_Exercise details_. Search the records for the string "yellow" and copy every line in which it appears.

(Point-per-instance localization data)
※ ※ ※

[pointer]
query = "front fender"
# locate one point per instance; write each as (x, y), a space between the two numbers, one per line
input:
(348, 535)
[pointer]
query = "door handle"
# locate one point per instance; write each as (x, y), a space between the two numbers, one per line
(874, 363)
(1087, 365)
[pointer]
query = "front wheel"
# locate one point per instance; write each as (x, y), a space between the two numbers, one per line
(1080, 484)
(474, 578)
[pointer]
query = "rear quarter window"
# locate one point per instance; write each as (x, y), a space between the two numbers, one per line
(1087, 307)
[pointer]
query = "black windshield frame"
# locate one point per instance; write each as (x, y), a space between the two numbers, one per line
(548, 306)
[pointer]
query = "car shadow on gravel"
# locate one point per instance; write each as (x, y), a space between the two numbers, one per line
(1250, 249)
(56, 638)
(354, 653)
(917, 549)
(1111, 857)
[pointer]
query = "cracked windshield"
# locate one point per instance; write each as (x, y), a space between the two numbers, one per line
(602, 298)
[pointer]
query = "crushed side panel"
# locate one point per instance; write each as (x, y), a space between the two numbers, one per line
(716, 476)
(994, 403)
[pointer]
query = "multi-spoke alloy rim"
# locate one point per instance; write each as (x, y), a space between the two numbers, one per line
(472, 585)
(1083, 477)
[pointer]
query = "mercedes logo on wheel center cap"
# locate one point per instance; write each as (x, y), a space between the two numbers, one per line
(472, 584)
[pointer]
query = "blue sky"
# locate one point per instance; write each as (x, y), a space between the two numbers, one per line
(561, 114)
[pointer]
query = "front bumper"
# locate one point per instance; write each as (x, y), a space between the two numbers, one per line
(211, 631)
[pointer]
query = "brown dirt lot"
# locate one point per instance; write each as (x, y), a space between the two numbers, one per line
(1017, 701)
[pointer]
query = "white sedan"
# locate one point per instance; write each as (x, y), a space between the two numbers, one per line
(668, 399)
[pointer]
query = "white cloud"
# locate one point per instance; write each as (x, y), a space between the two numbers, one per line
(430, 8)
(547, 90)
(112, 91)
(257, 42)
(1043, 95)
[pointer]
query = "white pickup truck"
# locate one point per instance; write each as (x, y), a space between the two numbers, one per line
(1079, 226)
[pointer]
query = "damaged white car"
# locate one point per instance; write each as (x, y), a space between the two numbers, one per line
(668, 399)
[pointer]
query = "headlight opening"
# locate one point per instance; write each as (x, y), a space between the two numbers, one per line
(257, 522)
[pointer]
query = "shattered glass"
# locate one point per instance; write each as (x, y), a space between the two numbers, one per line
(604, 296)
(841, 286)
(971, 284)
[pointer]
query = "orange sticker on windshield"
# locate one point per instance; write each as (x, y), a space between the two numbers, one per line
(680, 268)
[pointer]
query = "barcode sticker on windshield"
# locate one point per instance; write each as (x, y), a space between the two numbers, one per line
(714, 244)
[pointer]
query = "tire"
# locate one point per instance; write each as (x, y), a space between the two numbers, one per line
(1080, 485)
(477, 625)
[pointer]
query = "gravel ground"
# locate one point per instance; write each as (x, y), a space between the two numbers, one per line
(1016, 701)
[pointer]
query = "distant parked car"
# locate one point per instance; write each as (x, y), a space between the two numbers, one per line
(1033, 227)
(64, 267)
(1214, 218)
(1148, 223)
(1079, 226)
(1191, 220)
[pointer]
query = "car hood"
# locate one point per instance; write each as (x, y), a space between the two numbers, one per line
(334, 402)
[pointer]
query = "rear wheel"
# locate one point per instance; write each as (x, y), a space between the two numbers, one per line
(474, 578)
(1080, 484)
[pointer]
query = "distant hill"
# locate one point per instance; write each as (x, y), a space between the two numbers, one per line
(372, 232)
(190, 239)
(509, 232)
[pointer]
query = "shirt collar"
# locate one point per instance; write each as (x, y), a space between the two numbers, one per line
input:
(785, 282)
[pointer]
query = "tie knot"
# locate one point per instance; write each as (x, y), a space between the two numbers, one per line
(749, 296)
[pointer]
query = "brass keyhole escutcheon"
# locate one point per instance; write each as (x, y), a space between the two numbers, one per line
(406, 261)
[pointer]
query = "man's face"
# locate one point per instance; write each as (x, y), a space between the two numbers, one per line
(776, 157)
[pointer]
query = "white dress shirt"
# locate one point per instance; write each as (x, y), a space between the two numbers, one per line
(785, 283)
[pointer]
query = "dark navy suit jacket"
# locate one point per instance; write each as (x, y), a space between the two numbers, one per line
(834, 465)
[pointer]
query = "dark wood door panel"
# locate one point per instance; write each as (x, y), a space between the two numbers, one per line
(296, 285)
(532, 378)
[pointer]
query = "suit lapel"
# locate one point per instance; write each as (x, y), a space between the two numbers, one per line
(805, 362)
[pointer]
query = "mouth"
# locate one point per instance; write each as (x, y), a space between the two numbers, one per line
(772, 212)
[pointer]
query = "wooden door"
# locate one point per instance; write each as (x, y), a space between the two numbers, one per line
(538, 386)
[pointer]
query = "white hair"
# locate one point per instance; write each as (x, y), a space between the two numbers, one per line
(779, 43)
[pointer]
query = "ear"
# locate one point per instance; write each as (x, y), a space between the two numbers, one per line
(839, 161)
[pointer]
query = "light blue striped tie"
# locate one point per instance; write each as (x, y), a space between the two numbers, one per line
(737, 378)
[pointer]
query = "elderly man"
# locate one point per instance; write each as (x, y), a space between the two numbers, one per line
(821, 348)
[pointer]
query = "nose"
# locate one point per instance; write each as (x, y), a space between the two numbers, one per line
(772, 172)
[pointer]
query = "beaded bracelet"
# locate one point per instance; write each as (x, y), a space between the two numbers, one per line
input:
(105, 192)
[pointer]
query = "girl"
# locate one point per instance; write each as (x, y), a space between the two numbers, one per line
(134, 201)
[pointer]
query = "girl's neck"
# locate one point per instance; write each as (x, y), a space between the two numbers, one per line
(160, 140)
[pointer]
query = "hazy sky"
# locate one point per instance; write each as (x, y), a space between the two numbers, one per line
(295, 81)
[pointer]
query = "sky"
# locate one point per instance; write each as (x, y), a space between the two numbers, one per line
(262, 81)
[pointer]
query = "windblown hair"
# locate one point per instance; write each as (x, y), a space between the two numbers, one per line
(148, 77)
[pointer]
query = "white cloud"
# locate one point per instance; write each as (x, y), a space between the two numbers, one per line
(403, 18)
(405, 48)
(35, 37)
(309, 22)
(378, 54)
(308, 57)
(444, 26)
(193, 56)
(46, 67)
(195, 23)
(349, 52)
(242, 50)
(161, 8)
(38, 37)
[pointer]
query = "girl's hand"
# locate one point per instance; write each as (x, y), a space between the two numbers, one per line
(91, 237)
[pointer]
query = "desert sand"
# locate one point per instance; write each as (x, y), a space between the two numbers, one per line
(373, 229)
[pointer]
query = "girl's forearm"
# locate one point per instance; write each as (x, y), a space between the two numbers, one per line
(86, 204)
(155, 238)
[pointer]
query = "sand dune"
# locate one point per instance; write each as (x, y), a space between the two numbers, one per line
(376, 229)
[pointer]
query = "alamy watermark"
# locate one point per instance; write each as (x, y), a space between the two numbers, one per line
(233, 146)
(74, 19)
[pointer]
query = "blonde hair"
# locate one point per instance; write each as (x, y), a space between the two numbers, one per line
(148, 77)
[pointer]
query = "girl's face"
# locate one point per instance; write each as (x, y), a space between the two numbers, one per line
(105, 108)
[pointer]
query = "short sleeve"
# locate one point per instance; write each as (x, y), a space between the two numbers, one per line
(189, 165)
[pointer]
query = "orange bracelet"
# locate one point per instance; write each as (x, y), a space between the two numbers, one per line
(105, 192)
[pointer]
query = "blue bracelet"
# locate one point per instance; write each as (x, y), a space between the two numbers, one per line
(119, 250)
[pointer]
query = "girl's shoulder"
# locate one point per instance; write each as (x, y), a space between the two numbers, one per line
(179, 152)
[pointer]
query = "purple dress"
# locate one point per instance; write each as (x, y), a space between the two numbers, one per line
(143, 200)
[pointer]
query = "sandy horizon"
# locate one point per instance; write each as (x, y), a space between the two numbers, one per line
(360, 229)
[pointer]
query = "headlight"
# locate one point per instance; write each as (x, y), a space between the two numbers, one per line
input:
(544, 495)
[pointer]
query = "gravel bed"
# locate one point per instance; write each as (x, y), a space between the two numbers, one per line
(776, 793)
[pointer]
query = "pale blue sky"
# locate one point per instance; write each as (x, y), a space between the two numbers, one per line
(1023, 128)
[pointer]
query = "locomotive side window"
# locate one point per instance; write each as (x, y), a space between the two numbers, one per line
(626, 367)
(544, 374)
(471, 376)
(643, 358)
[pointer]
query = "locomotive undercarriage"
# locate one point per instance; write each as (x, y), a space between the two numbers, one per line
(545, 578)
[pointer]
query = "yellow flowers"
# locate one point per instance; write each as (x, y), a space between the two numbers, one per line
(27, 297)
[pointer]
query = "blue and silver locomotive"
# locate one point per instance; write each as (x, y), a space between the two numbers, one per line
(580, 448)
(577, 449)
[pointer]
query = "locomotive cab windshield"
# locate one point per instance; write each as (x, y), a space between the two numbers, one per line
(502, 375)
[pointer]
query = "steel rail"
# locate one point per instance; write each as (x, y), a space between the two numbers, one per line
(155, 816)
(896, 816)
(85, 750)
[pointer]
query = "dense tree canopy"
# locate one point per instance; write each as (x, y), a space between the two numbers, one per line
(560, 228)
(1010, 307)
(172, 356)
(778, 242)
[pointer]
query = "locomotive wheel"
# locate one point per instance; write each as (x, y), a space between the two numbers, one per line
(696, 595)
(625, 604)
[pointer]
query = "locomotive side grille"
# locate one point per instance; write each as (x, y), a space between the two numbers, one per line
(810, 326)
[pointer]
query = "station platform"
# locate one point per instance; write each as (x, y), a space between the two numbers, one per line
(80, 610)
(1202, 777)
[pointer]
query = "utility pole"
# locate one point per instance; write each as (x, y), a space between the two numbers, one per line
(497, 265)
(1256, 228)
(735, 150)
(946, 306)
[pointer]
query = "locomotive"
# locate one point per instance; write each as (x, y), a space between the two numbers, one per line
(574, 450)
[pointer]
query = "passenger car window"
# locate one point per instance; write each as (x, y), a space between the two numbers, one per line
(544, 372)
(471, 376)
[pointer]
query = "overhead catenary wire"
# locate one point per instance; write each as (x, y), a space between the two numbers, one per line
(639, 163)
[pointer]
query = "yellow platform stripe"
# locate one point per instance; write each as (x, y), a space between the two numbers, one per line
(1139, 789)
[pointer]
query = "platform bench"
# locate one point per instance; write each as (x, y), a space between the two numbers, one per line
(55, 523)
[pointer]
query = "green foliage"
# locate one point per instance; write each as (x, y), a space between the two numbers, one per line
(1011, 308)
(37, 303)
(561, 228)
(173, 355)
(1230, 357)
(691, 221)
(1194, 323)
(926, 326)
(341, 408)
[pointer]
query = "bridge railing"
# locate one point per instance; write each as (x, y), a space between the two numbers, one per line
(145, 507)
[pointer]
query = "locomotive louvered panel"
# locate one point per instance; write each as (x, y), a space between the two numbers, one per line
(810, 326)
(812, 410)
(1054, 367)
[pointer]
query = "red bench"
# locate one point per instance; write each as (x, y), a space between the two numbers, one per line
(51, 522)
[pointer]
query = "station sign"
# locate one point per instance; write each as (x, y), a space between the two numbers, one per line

※ ※ ※

_The completed task_.
query = "yellow flowers"
query = "yellow platform stripe"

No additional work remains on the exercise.